I think it was on your blog. It could have been on the Tim Ferriss podcast. You wrote about how I think WordPress or Automatic has roughly 2,000 people. And I think you wrote about how you tried a bunch of different ways to hire people. You did all these tests like Google does, like these brain teasers, and you tried a bunch of other stuff. And you said two interesting things that stood out. You said, what I found is that the people who

are the best writers, oftentimes are the best people who we hire, not PhDs, not master degrees. It was a correlation between your ability to write and communicate via the written word. And then the second thing you said that was pretty wild. You used to hire people just by like emailing or texting. Like it was like just through chat, not ever face-to-face, not phone calls, things like that. Do you still hire people strictly online?

- Exercise tasks
a - In the podcast interview transcript, which people often turned out to be the best hires?
b - Carry the podcast interview transcript forward from its final sentence, keeping its conversational spoken style.

- Data extract
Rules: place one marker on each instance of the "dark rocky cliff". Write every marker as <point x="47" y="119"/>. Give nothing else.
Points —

- Results of the tasks
a - The best writers, rather than people with PhDs or master's degrees.

b -
through text communication? Yeah, for some roles, we might do a Zoom if it's a sales role or something like that. Obviously, it's important to see how someone interacts. But basically, for a lot of our roles, written communication is going to be the primary thing. But also, if people want to talk to someone, we're not going to be like, no, you can't. Yeah, a lot of our hiring process can be completely asynchronous and completely text-based.

And for the first thousand or so hires, I did a final chat for every single person. Is your chat like slacking or G-chatting or something? Yeah, it ended up being on Slack when Slack was invented. Before that, I think it was on Skype or AIM or something in the early days or IRC. I think the way you said it was we do auditions, not interviews. So what does that mean? How do you do auditions? Well, we do a trial project. So we actually hire people on a standard sort of 25-an-hour contract. And so we pay them.

to do, you know, we have screens with, you know, resumes and a little interview and stuff, but then we say like, let's actually do some work together. And there's various versions of this for different roles. We've done sandbox versions. We've also done it where they were actually talking to real customers, you know, like a support person was actually like answering real tickets. We've always been smaller than a lot of the big tech, but we compete with them. And so we need to have like the same caliber or better of talent.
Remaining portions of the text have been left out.